■ Task description
Can you copy the lines from the one that contains "of the tree" through the end of the material below, exactly and with nothing else?
:::::
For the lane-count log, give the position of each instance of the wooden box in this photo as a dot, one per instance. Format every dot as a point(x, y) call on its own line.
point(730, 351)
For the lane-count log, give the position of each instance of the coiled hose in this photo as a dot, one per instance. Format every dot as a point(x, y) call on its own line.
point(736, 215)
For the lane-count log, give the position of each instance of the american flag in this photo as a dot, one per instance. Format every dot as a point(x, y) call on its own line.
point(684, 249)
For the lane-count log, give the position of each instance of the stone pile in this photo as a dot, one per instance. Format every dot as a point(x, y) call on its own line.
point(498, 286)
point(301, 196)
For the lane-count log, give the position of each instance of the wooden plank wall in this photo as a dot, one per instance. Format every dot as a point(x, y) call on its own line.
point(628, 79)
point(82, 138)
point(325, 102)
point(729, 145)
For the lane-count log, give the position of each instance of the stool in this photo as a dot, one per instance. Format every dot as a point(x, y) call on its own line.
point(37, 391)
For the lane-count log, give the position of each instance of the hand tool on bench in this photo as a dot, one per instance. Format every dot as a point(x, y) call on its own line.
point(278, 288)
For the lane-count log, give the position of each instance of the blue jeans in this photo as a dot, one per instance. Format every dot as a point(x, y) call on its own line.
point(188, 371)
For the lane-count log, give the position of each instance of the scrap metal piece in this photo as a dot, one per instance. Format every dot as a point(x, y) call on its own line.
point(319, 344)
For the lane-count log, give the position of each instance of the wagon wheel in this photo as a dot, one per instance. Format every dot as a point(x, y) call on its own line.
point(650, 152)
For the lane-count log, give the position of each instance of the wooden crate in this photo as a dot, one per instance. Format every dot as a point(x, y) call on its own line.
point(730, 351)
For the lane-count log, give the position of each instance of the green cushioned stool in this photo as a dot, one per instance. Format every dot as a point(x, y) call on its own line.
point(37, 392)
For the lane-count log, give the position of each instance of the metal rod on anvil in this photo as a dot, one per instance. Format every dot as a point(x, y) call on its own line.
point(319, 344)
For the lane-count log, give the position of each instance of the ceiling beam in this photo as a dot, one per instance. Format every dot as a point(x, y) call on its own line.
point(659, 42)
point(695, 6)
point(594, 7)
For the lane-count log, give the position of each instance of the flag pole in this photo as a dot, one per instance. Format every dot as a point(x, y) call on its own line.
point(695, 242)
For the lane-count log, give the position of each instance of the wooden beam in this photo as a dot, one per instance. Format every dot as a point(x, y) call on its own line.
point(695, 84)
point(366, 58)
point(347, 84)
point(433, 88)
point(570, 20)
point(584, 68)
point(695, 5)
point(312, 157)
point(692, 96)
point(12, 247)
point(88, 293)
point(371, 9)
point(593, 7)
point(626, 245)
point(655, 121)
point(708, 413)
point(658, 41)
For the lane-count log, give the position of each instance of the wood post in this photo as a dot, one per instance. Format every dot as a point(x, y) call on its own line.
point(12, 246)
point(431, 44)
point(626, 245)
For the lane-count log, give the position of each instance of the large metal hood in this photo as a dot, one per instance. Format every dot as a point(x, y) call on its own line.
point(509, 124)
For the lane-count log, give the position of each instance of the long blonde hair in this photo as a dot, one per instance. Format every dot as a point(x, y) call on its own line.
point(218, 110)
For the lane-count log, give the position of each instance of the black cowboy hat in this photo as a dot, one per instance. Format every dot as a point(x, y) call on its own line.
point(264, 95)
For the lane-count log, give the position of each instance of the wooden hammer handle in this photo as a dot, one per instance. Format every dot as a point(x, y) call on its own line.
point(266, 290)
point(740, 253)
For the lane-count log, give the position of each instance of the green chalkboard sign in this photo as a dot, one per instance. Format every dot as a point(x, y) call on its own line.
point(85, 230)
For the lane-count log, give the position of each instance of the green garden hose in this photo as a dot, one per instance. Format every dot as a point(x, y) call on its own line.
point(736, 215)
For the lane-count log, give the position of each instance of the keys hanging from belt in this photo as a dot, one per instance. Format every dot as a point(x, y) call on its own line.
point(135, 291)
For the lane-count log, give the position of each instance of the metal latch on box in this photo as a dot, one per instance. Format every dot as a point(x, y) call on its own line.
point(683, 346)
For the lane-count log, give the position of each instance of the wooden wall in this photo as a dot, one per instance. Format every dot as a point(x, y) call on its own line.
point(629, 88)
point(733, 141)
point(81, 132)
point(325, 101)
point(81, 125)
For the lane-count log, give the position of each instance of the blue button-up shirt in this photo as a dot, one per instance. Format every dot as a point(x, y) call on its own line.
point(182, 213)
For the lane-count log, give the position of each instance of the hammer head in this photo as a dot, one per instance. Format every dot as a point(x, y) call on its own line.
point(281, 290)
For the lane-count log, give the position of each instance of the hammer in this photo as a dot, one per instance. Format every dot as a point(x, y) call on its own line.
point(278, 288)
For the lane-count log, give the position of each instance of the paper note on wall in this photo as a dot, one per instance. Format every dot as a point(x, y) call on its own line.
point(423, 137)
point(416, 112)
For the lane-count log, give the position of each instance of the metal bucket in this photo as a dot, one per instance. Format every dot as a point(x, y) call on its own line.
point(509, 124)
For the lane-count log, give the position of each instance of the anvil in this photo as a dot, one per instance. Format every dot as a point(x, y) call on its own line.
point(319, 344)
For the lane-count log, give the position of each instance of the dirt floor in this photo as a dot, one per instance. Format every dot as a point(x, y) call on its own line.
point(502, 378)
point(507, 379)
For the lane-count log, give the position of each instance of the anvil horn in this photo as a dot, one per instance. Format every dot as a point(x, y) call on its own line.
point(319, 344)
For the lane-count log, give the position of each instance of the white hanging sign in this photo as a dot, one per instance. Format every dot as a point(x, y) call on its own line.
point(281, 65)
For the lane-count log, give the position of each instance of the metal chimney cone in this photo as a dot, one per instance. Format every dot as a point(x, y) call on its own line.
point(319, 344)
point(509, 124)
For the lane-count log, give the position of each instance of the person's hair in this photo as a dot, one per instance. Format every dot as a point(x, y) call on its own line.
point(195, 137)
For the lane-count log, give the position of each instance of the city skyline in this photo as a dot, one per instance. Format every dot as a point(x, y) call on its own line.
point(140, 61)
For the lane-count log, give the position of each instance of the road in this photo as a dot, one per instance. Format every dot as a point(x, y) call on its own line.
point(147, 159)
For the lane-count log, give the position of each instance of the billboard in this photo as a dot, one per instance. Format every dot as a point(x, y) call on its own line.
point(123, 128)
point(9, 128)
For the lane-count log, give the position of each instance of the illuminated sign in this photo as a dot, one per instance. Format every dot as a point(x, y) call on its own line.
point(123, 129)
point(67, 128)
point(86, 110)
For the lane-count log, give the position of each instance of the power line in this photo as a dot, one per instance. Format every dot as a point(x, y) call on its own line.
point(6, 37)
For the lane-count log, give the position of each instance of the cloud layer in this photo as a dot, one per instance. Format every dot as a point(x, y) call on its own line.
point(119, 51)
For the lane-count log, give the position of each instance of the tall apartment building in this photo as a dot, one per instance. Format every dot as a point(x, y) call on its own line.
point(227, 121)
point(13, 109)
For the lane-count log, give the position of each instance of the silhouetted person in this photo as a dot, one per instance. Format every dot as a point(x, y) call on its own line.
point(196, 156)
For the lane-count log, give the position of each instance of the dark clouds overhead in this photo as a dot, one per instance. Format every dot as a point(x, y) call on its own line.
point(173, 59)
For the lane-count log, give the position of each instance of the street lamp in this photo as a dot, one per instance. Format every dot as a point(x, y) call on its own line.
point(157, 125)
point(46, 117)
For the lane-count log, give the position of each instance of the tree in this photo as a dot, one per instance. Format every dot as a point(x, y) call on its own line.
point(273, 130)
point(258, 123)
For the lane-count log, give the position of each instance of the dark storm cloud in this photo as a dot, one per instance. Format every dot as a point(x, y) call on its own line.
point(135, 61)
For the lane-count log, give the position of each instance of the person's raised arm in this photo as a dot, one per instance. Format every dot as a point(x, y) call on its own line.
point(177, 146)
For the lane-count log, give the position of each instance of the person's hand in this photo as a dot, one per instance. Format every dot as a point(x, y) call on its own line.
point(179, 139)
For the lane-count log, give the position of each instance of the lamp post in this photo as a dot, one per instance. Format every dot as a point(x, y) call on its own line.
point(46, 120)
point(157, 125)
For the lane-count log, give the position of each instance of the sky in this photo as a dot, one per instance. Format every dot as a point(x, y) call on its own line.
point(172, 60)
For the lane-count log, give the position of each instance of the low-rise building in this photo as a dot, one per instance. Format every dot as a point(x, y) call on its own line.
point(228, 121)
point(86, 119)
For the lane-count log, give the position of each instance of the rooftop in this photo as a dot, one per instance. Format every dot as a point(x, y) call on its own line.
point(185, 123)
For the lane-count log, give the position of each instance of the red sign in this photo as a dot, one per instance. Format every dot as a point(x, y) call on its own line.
:::::
■ Answer to this task
For the lane-count log, give the position of each instance of the tree in this photo as a dot, one per instance. Format every dot as a point(x, y) call on its own line.
point(273, 130)
point(258, 123)
For the lane-count log, give the position of each instance of the dark storm cloud in this photo as a dot, one per instance. Format every dot as a point(x, y) call on its own line.
point(135, 61)
For the lane-count log, give the position of each instance of the person's raised arm in this photo as a dot, one per instance. Format every dot as a point(x, y) call on its own line.
point(177, 146)
For the lane-count log, give the position of each instance of the person's hand in this photo as a dot, one per instance. Format every dot as a point(x, y) call on its own line.
point(179, 139)
For the lane-count log, give the position of each instance of the lamp post in this photo as a dot, one per instance. Format every dot as a point(x, y) call on its own line.
point(46, 120)
point(157, 125)
For the lane-count log, give the position of each instance of the sky in this photo as a dot, one per instance. Format every dot as a point(x, y) call on its own line.
point(172, 60)
For the lane-count log, give the position of each instance of the low-rise building in this photo as a dot, one per instance. Format every dot as a point(x, y) call on its own line.
point(228, 121)
point(86, 119)
For the lane-count log, give the position of each instance of the rooftop in this photo as a dot, one per instance. Format every dot as a point(x, y) call on its own line.
point(185, 123)
For the lane-count log, give the position of each instance of the red sign in this photo as a dot, one per instance. Format every dot as a point(x, y) call on its own line.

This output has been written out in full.